- _Task brief_
Copy the items verbatim from the start of the items through the line that contains "<point>387,277</point>", including both ends. Omit the pictures from your copy.

- _Available data_
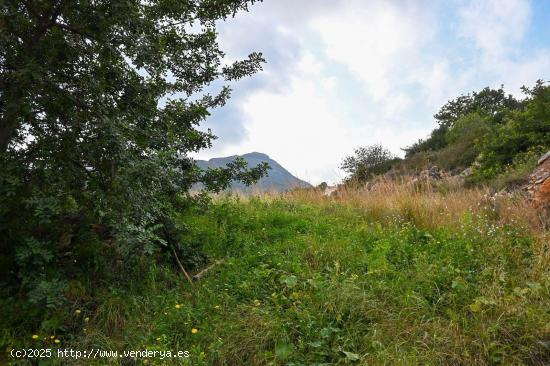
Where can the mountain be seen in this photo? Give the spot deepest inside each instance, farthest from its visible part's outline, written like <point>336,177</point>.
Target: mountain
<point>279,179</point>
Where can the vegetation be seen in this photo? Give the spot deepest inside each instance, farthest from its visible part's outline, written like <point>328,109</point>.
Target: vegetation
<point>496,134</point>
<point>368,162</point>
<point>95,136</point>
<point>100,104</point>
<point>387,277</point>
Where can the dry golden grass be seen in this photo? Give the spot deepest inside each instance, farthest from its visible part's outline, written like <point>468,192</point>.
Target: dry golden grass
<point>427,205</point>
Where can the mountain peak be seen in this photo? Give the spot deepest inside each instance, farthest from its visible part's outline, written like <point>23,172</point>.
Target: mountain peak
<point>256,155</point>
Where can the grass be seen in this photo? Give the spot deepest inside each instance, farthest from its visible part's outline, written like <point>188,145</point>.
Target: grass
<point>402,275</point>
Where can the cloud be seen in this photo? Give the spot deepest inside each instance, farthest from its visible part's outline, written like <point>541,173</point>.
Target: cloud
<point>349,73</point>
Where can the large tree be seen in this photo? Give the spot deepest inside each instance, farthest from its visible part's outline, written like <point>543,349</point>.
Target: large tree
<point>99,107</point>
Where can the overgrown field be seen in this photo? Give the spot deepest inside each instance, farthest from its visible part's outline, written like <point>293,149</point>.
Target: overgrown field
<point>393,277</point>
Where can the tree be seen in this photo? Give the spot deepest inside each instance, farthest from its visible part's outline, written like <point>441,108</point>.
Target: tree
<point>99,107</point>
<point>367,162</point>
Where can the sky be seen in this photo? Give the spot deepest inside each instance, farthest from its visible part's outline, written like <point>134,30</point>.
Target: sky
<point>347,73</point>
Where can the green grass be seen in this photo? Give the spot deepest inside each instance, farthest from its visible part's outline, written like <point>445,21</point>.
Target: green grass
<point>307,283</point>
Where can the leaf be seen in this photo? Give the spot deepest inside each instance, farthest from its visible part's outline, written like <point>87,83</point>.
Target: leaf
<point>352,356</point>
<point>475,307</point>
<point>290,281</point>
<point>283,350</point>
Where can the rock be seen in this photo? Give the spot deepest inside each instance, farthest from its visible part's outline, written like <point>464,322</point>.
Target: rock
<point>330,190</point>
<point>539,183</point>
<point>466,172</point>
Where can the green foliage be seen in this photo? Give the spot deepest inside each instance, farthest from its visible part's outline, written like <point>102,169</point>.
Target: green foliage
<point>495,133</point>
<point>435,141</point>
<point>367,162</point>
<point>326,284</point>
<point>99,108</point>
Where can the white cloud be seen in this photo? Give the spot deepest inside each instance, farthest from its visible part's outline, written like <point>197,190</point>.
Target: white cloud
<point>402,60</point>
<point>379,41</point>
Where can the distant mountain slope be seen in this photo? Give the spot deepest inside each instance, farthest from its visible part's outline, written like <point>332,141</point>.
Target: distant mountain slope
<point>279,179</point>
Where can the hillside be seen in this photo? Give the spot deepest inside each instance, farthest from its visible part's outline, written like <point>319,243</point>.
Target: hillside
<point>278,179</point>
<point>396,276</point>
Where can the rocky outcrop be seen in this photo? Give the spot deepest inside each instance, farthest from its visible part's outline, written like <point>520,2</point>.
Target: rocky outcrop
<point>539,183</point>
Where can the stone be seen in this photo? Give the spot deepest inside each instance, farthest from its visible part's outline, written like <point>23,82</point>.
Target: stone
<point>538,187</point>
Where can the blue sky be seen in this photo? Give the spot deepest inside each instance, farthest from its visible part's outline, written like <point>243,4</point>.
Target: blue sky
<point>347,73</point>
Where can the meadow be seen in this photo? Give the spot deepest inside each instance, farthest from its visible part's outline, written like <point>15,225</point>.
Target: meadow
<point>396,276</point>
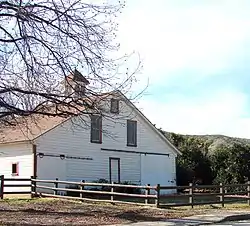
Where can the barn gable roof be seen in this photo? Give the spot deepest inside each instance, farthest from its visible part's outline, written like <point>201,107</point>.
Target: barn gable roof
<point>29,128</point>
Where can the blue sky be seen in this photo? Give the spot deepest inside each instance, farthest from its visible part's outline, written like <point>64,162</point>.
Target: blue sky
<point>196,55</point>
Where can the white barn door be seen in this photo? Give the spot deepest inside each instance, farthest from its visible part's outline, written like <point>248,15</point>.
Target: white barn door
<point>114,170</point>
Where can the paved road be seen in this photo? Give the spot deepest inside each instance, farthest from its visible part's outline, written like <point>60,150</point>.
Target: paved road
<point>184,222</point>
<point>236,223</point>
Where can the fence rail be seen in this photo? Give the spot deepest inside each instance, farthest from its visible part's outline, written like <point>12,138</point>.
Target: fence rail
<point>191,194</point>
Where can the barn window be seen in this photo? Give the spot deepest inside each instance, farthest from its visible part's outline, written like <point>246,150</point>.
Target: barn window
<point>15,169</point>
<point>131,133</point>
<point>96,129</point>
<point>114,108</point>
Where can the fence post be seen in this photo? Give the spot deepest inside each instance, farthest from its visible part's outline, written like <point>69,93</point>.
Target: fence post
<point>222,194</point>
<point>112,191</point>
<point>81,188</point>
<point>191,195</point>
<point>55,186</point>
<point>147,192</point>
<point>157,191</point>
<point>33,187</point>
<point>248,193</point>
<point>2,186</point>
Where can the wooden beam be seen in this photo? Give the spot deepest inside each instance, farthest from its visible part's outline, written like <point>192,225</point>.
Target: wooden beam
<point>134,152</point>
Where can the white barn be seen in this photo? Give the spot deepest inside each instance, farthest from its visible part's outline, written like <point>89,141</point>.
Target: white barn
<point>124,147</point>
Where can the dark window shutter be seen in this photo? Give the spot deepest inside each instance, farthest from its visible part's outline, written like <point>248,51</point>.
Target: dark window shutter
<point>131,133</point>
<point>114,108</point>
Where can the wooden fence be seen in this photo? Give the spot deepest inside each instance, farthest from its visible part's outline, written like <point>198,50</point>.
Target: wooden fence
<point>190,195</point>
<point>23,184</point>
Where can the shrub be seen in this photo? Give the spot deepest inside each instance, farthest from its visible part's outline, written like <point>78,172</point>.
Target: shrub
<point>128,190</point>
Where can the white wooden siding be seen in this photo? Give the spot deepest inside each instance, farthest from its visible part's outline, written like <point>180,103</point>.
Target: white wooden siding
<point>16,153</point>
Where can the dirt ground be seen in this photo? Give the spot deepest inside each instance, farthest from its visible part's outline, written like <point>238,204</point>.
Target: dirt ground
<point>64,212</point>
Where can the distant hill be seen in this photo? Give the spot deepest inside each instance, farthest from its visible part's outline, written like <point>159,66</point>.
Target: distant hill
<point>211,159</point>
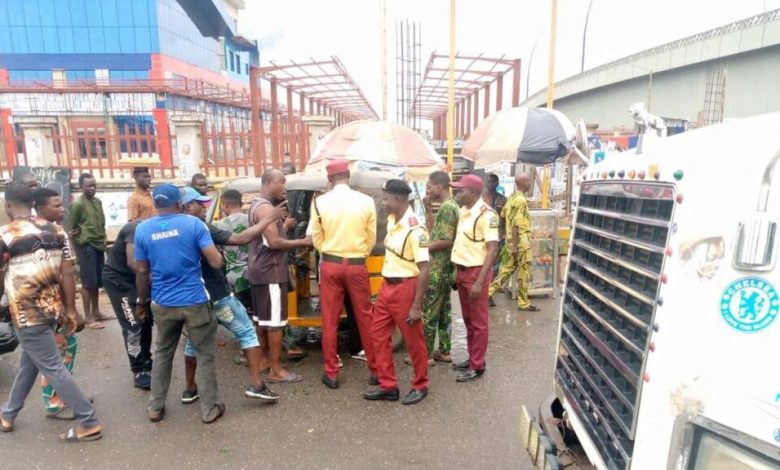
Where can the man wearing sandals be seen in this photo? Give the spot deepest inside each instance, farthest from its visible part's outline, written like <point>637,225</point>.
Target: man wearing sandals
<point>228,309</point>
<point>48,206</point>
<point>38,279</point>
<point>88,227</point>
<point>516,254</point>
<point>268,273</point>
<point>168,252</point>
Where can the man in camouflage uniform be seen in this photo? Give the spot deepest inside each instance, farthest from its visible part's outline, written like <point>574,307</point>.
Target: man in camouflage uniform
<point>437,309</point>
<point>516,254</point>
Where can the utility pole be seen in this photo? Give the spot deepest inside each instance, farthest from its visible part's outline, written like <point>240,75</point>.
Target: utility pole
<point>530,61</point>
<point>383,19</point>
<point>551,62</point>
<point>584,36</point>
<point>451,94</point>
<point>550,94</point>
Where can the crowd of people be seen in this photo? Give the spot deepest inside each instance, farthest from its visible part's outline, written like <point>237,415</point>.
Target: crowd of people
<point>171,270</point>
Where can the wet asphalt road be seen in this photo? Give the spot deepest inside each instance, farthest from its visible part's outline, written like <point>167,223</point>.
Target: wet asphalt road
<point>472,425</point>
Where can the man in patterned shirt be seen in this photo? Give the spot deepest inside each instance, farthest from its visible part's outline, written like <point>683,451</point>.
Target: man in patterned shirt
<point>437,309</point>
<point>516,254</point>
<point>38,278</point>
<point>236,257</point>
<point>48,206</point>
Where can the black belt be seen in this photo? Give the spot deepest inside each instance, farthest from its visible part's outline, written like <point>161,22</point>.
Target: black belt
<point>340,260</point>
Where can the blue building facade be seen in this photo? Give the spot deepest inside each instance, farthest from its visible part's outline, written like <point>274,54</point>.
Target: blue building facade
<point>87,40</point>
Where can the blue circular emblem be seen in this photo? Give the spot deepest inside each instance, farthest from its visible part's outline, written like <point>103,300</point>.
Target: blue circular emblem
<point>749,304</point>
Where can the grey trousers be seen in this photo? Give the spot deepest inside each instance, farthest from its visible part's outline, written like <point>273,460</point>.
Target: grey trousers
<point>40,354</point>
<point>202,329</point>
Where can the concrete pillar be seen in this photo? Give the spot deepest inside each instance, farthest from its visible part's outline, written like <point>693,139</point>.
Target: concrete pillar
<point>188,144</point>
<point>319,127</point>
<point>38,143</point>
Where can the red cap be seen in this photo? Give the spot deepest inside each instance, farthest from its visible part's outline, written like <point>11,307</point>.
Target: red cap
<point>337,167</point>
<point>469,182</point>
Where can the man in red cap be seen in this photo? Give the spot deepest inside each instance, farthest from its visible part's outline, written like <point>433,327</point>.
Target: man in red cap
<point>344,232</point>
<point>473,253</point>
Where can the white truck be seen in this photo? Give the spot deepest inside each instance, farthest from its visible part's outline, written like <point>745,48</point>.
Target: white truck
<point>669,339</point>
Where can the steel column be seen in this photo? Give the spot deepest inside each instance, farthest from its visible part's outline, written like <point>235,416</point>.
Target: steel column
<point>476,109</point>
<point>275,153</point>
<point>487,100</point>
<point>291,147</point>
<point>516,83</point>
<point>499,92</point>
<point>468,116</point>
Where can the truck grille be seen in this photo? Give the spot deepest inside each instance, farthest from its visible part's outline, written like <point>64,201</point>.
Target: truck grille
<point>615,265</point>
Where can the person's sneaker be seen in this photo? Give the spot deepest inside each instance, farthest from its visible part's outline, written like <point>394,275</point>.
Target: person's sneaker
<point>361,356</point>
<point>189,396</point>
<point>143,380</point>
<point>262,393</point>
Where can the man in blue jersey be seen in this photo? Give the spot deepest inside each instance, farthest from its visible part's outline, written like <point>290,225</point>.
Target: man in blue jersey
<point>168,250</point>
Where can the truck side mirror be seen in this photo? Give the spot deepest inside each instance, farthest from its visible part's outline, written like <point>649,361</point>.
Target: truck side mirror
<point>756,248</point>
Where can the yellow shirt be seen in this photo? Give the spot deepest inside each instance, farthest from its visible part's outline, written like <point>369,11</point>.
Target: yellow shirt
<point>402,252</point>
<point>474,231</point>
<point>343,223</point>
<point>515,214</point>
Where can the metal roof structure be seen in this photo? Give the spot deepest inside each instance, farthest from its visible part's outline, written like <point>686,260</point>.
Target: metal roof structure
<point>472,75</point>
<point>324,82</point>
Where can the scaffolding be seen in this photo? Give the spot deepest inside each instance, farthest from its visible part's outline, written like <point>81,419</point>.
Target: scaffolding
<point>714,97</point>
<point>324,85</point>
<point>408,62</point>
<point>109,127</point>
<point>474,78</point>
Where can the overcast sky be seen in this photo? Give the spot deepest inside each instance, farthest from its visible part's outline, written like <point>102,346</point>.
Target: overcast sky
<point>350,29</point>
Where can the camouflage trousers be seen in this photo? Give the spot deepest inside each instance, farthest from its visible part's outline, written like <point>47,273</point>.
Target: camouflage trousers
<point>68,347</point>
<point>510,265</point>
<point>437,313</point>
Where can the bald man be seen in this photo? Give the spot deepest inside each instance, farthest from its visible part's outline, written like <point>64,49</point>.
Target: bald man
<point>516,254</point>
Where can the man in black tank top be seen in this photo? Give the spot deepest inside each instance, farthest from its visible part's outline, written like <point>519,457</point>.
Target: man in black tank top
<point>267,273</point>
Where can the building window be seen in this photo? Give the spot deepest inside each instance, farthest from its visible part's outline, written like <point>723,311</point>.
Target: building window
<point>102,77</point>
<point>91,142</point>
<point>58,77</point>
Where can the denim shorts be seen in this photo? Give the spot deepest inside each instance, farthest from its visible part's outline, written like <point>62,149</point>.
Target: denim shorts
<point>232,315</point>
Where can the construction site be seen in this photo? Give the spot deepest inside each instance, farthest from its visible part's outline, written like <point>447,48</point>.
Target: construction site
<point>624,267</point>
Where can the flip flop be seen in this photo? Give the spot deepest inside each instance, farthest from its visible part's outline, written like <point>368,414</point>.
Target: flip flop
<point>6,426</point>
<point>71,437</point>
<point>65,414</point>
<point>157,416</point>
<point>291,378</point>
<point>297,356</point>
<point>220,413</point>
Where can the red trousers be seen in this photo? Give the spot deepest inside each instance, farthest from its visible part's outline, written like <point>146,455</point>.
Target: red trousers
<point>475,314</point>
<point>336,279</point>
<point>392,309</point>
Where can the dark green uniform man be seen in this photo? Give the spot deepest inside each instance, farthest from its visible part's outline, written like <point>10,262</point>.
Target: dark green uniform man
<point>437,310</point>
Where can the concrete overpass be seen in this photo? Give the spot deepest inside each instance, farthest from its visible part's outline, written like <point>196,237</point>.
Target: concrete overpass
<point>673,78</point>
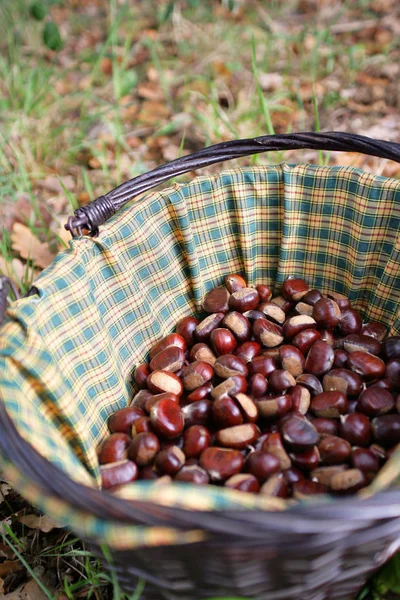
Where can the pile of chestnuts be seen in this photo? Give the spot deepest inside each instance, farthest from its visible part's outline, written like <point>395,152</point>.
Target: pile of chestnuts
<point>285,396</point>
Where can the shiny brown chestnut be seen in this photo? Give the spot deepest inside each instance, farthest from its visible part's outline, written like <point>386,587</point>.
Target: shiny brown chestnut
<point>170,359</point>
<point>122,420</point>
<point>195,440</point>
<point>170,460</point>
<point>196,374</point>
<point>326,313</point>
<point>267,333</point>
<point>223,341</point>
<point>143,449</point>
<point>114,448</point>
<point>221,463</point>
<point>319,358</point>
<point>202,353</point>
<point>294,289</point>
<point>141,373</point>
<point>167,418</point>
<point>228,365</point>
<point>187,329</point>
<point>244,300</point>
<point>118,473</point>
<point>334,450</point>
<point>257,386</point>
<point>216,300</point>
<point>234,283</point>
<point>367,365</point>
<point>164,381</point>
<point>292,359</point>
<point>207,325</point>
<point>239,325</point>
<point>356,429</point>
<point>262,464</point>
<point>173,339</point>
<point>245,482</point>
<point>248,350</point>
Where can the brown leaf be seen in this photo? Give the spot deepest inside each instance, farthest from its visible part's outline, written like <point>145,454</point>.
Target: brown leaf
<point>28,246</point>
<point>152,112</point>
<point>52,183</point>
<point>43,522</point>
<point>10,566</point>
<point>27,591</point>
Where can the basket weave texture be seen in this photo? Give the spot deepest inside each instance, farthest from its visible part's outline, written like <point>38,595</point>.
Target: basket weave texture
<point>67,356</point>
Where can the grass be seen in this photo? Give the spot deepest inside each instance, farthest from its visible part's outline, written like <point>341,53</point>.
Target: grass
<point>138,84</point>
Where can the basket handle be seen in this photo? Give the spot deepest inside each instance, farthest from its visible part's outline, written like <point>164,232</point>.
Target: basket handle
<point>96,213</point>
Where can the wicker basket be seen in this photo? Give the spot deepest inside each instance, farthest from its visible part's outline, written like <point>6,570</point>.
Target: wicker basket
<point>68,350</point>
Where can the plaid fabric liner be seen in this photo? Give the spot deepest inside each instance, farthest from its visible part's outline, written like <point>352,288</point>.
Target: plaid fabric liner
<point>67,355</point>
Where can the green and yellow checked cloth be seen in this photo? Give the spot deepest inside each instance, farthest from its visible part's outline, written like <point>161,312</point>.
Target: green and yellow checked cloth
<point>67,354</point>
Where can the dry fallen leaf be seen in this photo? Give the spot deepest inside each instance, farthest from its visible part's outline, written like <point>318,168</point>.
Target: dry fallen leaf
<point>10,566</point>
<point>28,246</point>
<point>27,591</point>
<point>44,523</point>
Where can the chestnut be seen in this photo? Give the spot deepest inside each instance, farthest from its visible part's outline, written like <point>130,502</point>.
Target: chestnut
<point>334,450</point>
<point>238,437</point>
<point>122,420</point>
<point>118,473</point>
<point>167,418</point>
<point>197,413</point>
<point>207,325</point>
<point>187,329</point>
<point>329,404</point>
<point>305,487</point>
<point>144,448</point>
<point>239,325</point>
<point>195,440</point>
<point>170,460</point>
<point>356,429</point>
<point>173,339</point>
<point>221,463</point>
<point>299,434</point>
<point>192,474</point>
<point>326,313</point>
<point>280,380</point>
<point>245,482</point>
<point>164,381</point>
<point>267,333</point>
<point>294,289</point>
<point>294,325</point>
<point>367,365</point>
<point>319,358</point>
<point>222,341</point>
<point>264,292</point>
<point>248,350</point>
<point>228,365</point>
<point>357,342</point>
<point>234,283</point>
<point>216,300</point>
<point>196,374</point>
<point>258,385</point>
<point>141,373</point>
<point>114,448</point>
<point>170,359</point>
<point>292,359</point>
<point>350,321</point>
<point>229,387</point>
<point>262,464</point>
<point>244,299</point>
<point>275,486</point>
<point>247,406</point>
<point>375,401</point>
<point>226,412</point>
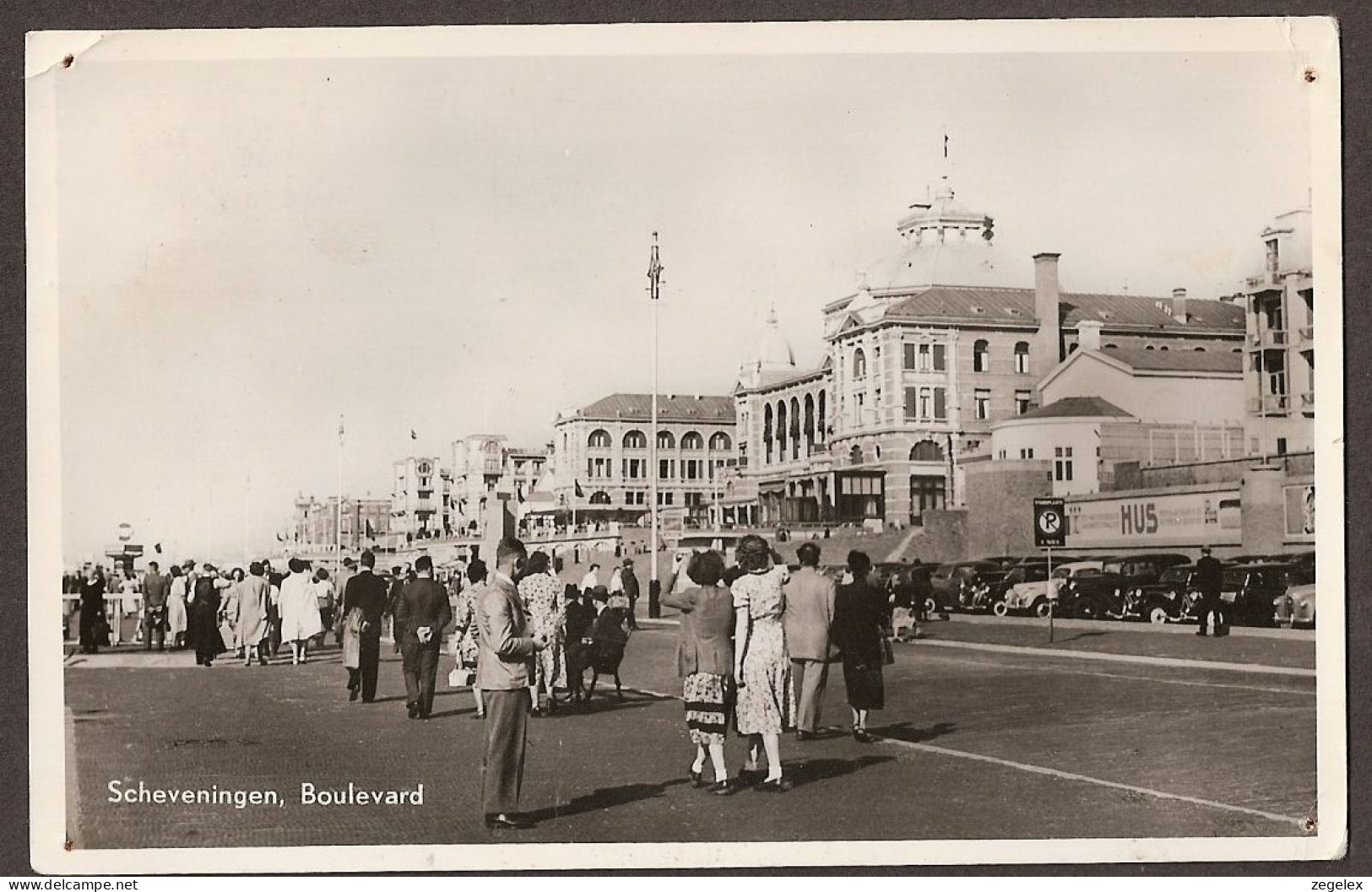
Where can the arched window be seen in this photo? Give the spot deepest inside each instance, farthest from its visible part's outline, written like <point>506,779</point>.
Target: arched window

- _Output for this task_
Where can the mountain be seen in this photo? Give the spot deepest inside each instance, farthest from its visible part's outline, written like <point>336,177</point>.
Target: mountain
<point>279,179</point>
Where can the vegetation be seen in this photo? Give the spot deepest inside each instance, farthest from its visible part's outline, written like <point>328,109</point>.
Target: vegetation
<point>496,134</point>
<point>368,162</point>
<point>95,136</point>
<point>100,104</point>
<point>387,277</point>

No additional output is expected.